## AANGELEVERDE TEKST
┌──

Als we op Rutte blijven wachten komt die koopkrachtverbetering er nooit

Foto: VCP.nl
Al enkele jaren achtereen roept zelfs Mark Rutte dat de lonen omhoog moeten en huilt hij krokodillentranen als het wéér niet lukt. Vorig jaar bleef de gemiddelde loonstijging achter bij het officiële inflatiecijfer. Het CPB voorspelt dit jaar opnieuw dat de koopkracht nu écht een keer gaat stijgen.
24 januari 2020

Dat de koopkracht van gewone mensen achterblijft, is het directe gevolg van het beleid van Mark Rutte die dit jaar een decennium aan de macht is. De belasting voor mensen met lage inkomens werden verhoogd, terwijl de kosten van levensonderhoud stegen door onder meer de verhoging van de btw. Het klimaatbeleid van dit kabinet is er vooral op gericht om grote bedrijven te ontzien en gewone mensen extra te belasten. Dit heeft onder meer geleid tot hogere energiekosten voor huishoudens.

De verschuiving van de belastingdruk van bedrijven en grootverdieners naar gewone werkenden en consumenten is al decennia gaande en werd door de kabinetten Rutte voortgezet. In januari schreef Heleen Mees dat de vennootschapsbelasting in 2000 nog 4 procent van het bbp opbracht, in 2018 was dat teruggelopen naar 3 procent. De loon- en inkomstenbelasting, daarentegen, bracht 5 procent op in 2000 en maar liefst 8 procent in 2018.

Naast belastingen zijn er twee andere belangrijke manieren waarop de lonen laag zijn gehouden en de positie van werkenden is verzwakt. Zo is Rutte verantwoordelijk voor de verhoging van de AOW-leeftijd. Dat werd ten onrechte gepresenteerd als een noodzakelijke bezuinigingsmaatregel, maar in feite ging het erom mensen langer te laten werken en het ‘aanbod’ op de arbeidsmarkt te verhogen. Zo werd voorkomen dat de werkloosheid te laag werd en dus dat werkenden te veel eisen gingen stellen.

└──

## GEGEVENSBLOK
┌──

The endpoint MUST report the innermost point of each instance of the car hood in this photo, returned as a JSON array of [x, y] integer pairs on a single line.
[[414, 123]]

└──

## OPGAVEN
A) Beantwoord de volgende vragen over de tekst over koopkracht en het beleid van Rutte.
(i) Welk percentage van het bbp bracht de vennootschapsbelasting in 2018 op?
(ii) Wat voorspelt het CPB volgens de tekst dit jaar?
(iii) Welke verhoging wordt genoemd als oorzaak van de gestegen kosten van levensonderhoud?
B) Hervat de tekst over koopkracht en het beleid van Rutte na de laatste zin.

## VERWACHTE ANTWOORDEN
A)
(i) 3 procent.
(ii) Dat de koopkracht nu écht een keer gaat stijgen.
(iii) De verhoging van de btw.

B)
Van flex …

Ondertussen werd ook ingezet op het stimuleren van flexwerk. In het ‘sociaal akkoord’ van 2013 werd vastgesteld dat het makkelijker moest worden om mensen te ontslaan. De retoriek was toen dat dit paradoxaal genoeg voor meer zekerheid zou zorgen: als werkgevers makkelijker kunnen ontslaan, dan nemen ze meer mensen in vaste dienst, zo was de redenering. In werkelijkheid was het juist de bedoeling om de positie van werkenden te verzwakken door hun bazen de macht te geven ze zomaar te ontslaan.

Het gevolg van dit beleid was logisch genoeg diametraal tegenovergesteld aan de neoliberale belofte. De werkloosheid daalde sinds de crisis, maar vooral flex- en pulpbanen namen toe: volgens de OESO was in 2017 al 43 procent van de werkenden in Nederland flexwerker. Dat is een belangrijke verklaring voor het feit dat de huidige ‘krapte’ op de arbeidsmarkt niet leidt tot noemenswaardige loonstijgingen. Een groot deel van de werkenden kan zonder problemen op straat gezet worden en is daarom overgeleverd aan de baas.

Onzeker werk heeft een grote invloed op andere terreinen. Zo is het heel lastig om een woning te vinden en te houden als je flexwerker bent en leidt de precarisering van werk tot allerlei geestelijke gezondheidsklachten, zoals burnoutverschijnselen.

Gelukkig hebben de neoliberalen hier een oplossing voor. Als we het ontslagrecht nu eens versoepelen? Dan zullen werkgevers hun personeel vast wel in vaste dienst nemen. Onze premier is niet de enige met een heel selectief geheugen.

… tot meer flex

Eind januari kwam Commissie Borstlap, die door het kabinet is aangesteld om de arbeidsmarkt te onderzoeken, met hun adviesrapport. Daarin stelde het dat de toename van flexwerk een groot maatschappelijk probleem was, dat het verschil tussen vast en flex kleiner moet worden en – verrassing! – dat daarom het ontslagrecht nog verder versoepeld moest worden. Vooral de bazen profiteren van de nieuwe flexibiliteit: zijn moeten de macht krijgen om eenzijdig de lengte van je werkweek, de hoogte van je loon, de functie die je uitvoert en de tijden en de locatie waar je werkt te bepalen.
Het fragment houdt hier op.